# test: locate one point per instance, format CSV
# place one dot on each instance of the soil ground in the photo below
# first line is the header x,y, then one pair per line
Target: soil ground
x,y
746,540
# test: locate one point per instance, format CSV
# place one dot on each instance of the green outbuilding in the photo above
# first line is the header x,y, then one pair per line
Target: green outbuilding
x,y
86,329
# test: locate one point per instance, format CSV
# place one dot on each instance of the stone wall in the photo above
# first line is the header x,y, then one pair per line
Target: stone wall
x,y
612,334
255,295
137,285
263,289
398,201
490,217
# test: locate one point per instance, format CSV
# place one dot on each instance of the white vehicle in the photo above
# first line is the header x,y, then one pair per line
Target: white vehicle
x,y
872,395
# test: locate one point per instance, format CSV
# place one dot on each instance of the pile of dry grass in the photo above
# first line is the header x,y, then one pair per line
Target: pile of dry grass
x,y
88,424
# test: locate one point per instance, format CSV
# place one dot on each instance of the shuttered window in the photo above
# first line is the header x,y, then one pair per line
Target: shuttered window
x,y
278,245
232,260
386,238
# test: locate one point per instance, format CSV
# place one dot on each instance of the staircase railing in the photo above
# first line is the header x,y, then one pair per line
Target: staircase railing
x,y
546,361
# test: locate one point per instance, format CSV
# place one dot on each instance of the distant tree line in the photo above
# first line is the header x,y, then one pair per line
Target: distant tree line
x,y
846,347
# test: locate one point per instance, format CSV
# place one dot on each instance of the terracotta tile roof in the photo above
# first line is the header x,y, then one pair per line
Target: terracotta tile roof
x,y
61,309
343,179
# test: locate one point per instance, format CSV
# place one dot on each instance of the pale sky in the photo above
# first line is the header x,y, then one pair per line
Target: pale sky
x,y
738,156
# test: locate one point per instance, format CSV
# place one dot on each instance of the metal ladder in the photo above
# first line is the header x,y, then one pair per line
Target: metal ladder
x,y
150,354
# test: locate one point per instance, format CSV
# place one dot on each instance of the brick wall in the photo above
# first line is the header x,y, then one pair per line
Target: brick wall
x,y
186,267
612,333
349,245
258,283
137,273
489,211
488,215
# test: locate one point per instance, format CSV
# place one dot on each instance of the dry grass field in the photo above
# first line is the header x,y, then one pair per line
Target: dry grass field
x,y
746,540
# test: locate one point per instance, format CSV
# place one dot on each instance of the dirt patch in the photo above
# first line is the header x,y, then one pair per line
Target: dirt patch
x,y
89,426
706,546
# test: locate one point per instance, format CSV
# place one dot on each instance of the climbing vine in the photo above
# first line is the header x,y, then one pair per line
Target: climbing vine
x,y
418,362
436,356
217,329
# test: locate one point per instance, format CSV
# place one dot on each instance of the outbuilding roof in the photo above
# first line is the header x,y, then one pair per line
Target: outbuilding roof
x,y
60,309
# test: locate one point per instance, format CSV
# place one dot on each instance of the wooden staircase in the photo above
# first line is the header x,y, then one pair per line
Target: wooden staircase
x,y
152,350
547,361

Exercise aim:
Make an exact copy of every line in the data.

Correct answer:
# test: locate one point per instance, format CSV
# place one dot on each instance of the soil ground in the photo below
# first line is the header x,y, then one pair per line
Target: soil ground
x,y
746,540
# test: locate one point per instance, format CSV
# place one dot on each instance of the green outbuilding in the photo above
# first line is the header x,y, then one pair per line
Target: green outbuilding
x,y
86,329
# test: locate one point per instance, format CSV
# place one dot on each instance of the stone wall in the photo above
# first line is the header x,y, then one pair per line
Target: stone wall
x,y
612,334
255,295
137,285
263,289
398,201
490,217
# test: locate one point per instance, format CSV
# place one dot on each instance of the white vehicle in the photo above
# first line is the header x,y, then one pair per line
Target: white vehicle
x,y
872,395
# test: locate one point per instance, format CSV
# place one dot on each instance of the pile of dry grass in the photo above
# first line is the header x,y, then one pair per line
Target: pile of dry grass
x,y
88,424
# test: locate one point per instance, format CSV
# place one dot on each instance of the shuttered window in the photo above
# first line is the header x,y, then one pair per line
Target: shuttered window
x,y
278,245
232,260
386,238
# test: locate one point per instance, format CSV
# place one dot on each instance of the staircase railing in the photo above
# first line is the header x,y, then one pair per line
Target: staircase railing
x,y
546,361
# test: locate one point per instance, format CSV
# place one dot on each instance of the distant tree line in the photo above
# first line is the header x,y, then one pair per line
Target: distant tree line
x,y
846,347
# test: locate one point per instance, format CSV
# place one dot on each instance of the terracotta tile roof in the photo above
# first line is the header x,y, then one pair per line
Target: terracotta tile roof
x,y
61,309
343,179
# test: locate one point per instance, format CSV
# place one dot on each instance of the pale sky in the photo above
# first line is the header x,y, then one pair per line
Target: pale sky
x,y
738,156
# test: locate one point per instance, format CSV
# place one dot on each instance of the metal ladder in the photo above
# first line is the header x,y, then one pair per line
Target: metal ladder
x,y
150,354
# test: locate one point per instance, format CSV
# place one dot on each instance of the brick wall in the photo above
# first line is the header x,y, then one pair per line
Target: brick wall
x,y
186,267
612,333
349,245
258,283
137,273
489,211
488,215
# test: locate one point per instance, format CSV
# place one dot on each instance of the dry grass field in the photo above
# first line is the header x,y, then one pair per line
Target: dry grass field
x,y
746,540
# test: locate one point per instance, format CSV
# place one dot on each instance of the dirt patch in the photo above
# first line is the header x,y, then one pair per line
Target: dirt patch
x,y
89,426
706,546
# test: locate one point per instance, format CSV
# place one dot on each instance of the climbing vine in the photo above
# first line is the header x,y, then one pair per line
Target: climbing vine
x,y
418,362
436,356
217,329
# test: locate one point per instance, format CSV
# place one dot on each instance of the outbuilding roof in the photo above
# first line is the header x,y, then one pair per line
Target: outbuilding roof
x,y
60,309
# test: locate one point per instance, format CSV
# place one dot on each instance of the wooden staircase in the photo above
# first line is the header x,y, then one pair per line
Target: wooden staircase
x,y
152,350
547,361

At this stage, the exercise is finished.